- Born: July 6, 1956 (age 69) Moncton, New Brunswick
- Known for: President and CEO of Husky Energy

= Robert J. Peabody =

Canadian businessman (born 1956)

Robert J. Peabody is a Canadian businessman who served as the president and CEO of Husky Energy Inc., one of Canada's largest integrated energy companies. The company is headquartered in Calgary, Alberta, and listed on the Toronto Stock Exchange. In 2015, Husky produced an average of 346,000 barrels of oil equivalent per day.

Peabody was born on July 6, 1956, in Moncton, New Brunswick. He has held senior positions at oil, gas and chemical companies, both in Canada and internationally, and was appointed Husky's chief operating officer in 2006.

He is married to Patricia Peabody and has two children.

==Education==

Peabody has a Bachelor of Science in mechanical engineering from the University of British Columbia and a Master of Science in management from Stanford University (Sloan Fellow).

==Career==

Peabody began his career working on an early in situ oil sands development in northern Alberta. He then moved on to help deliver a major upstream project in the North Sea and held senior positions in exploration and production, natural gas marketing, oil trading and project management.

Information:
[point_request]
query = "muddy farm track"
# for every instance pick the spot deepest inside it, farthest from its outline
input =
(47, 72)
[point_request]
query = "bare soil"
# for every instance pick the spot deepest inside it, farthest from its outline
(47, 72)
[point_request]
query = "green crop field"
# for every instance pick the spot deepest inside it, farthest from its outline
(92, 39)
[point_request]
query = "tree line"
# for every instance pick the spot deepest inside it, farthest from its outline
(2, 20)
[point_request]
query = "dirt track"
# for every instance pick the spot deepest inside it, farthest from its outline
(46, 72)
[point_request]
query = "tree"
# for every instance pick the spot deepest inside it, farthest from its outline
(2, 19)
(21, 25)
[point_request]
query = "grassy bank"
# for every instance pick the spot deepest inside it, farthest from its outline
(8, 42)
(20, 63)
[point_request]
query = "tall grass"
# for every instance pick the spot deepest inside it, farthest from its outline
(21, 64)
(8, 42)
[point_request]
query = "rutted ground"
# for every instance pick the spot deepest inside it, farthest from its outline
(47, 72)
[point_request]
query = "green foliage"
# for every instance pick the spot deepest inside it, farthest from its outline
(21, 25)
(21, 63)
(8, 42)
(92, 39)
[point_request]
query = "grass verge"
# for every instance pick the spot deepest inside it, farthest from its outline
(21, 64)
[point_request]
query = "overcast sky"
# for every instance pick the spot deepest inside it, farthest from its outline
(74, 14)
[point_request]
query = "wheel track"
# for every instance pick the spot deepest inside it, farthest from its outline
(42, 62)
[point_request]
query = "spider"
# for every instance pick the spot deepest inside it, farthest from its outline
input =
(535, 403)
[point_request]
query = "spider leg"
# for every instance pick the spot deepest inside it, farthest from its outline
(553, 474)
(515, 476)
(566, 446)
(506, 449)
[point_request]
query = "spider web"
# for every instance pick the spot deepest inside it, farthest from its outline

Actions to take:
(A) In the Robert J. Peabody text, which university awarded his Bachelor of Science in mechanical engineering?
(B) Extend the Robert J. Peabody text by writing what comes next after its final sentence.

Outputs in order:
(A) The University of British Columbia

(B)
Before joining Husky, Peabody was president of BP global polymers and served as vice president of polyester and aromatics Americas and vice president for group strategy, planning and performance management during a period when BP transformed into one of the world's leading energy companies.

In 2006, Peabody was brought on board as Husky's chief operating officer. In December 2016 he was appointed Husky's president and CEO and to its board of directors.

==Affiliations==

Peabody sits on the Foothills Hospital Development Council. He is a member of the Professional Engineers and Geoscientists of Alberta (APEGA) and has served on the board of the U.S. National Petrochemical & Refiners Association.